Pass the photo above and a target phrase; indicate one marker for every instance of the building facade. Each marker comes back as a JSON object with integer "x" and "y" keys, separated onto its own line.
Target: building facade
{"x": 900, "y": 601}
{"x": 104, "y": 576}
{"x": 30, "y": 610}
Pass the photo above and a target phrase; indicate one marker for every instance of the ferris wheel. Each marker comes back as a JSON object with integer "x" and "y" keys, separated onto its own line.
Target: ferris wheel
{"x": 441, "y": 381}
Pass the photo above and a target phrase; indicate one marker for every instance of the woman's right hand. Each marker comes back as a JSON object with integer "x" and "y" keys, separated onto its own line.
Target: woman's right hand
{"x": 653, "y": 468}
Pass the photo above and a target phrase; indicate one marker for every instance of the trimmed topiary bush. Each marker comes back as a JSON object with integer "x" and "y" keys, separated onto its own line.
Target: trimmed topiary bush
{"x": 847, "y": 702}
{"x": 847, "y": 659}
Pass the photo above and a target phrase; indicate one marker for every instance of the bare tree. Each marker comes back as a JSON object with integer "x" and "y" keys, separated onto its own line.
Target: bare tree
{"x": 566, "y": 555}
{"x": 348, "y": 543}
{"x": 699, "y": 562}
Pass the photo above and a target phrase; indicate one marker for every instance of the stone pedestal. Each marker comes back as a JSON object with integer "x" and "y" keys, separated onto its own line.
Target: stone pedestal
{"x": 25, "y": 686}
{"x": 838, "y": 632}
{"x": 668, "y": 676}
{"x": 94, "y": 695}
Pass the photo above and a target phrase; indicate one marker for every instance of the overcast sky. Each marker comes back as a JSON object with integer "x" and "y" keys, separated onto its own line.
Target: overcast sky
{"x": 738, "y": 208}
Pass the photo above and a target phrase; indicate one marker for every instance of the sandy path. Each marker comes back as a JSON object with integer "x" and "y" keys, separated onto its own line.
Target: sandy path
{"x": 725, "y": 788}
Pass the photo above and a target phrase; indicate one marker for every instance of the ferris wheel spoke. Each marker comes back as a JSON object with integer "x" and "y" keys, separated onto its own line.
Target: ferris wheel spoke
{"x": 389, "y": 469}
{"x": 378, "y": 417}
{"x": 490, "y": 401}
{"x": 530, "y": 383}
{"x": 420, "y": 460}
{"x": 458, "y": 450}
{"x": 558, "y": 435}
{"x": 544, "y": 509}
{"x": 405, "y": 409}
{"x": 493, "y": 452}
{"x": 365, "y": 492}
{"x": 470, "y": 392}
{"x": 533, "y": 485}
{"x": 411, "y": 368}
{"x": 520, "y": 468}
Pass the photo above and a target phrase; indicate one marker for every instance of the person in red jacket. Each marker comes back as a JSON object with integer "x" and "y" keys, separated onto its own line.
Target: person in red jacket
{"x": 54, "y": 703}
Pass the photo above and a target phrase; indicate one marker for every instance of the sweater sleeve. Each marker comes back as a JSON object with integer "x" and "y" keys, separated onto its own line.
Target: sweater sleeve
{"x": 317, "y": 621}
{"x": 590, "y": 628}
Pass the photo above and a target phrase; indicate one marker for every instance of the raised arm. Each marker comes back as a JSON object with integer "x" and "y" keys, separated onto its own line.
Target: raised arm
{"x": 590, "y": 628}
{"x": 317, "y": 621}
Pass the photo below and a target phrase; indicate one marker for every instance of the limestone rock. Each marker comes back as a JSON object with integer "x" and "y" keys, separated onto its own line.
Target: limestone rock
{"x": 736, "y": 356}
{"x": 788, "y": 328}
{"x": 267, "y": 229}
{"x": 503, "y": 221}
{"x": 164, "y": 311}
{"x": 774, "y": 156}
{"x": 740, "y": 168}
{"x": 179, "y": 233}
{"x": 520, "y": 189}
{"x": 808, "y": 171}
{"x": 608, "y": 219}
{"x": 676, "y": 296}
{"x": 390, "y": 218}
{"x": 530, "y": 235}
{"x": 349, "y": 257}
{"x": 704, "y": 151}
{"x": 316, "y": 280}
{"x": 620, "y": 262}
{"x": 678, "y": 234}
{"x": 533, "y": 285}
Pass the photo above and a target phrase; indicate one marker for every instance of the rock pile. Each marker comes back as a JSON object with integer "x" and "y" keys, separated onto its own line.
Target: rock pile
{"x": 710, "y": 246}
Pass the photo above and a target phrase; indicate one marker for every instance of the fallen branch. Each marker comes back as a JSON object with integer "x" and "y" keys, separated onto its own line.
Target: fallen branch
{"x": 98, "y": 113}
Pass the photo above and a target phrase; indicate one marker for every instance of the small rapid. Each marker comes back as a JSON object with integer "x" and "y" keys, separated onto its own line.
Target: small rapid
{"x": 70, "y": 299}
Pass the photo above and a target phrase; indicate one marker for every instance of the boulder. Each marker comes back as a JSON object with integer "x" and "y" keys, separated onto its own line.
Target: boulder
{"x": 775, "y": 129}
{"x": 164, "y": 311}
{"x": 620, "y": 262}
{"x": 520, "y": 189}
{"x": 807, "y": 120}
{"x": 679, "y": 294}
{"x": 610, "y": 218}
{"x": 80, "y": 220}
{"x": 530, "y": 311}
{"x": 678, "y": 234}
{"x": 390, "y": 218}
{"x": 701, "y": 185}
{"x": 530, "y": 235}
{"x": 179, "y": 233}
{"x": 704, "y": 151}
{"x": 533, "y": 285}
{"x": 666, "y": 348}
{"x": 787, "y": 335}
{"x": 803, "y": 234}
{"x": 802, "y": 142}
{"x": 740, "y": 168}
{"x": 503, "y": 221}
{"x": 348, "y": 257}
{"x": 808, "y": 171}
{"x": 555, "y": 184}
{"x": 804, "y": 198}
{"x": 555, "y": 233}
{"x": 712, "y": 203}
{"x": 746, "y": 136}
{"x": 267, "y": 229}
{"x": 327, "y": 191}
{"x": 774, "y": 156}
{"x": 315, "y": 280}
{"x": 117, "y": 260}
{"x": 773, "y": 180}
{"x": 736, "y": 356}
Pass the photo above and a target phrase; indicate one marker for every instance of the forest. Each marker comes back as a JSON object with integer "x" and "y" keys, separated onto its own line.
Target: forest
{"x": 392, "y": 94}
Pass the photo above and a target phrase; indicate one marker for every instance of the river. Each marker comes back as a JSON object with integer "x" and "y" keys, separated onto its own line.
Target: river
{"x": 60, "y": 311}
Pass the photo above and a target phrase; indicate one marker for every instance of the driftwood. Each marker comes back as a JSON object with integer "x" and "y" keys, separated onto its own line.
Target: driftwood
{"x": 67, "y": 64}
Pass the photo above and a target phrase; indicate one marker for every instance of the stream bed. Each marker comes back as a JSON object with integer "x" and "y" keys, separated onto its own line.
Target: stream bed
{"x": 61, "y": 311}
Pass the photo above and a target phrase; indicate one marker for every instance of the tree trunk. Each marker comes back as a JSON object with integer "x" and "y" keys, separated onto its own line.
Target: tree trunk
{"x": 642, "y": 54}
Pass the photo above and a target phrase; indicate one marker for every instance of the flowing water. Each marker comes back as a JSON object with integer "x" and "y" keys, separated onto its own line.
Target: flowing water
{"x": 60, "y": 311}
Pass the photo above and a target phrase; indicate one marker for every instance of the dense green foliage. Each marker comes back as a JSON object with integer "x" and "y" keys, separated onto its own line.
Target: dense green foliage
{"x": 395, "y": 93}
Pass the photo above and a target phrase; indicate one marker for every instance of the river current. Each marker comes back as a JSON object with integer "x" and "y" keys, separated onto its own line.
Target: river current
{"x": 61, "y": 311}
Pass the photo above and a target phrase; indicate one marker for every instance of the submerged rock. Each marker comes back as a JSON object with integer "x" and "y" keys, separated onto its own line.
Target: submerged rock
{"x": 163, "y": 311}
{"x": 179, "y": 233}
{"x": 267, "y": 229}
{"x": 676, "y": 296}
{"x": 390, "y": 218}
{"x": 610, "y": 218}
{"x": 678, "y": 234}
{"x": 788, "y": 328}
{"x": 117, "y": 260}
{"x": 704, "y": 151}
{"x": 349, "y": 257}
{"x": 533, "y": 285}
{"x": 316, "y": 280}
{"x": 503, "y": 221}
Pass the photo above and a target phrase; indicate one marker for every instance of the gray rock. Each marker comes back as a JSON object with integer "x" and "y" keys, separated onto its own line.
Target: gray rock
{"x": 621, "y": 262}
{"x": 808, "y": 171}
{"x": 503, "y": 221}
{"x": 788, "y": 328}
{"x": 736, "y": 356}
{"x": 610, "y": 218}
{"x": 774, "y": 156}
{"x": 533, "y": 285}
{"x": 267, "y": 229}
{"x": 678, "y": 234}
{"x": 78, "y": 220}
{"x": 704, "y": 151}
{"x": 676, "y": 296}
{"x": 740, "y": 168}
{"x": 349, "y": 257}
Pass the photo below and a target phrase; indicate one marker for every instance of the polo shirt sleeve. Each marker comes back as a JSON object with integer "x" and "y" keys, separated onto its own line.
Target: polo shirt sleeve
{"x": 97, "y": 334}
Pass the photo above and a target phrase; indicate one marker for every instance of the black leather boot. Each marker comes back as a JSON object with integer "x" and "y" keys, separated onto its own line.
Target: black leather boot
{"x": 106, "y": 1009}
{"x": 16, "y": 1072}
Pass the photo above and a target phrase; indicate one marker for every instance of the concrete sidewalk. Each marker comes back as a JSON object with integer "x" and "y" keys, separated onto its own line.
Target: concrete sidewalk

_ _ _ _ _ _ _

Task brief → Take the lines from the first line of the listing up to and including the line with "of the woman's" and give them again exactly.

Answer space →
Pass the photo above and a target phrase; indicate one marker for every instance of the building facade. Each marker comes back as a JSON object with integer "x" and "y" keys, separated onto its own line.
Target: building facade
{"x": 900, "y": 601}
{"x": 104, "y": 576}
{"x": 30, "y": 610}
Pass the photo above and a target phrase; indicate one marker for every instance of the ferris wheel. Each marker comes back as a JSON object with integer "x" and "y" keys, separated onto its own line.
Target: ferris wheel
{"x": 441, "y": 381}
Pass the photo above and a target phrase; indicate one marker for every instance of the woman's right hand. Each marker comes back as a JSON object with integer "x" and "y" keys, separated onto its own line.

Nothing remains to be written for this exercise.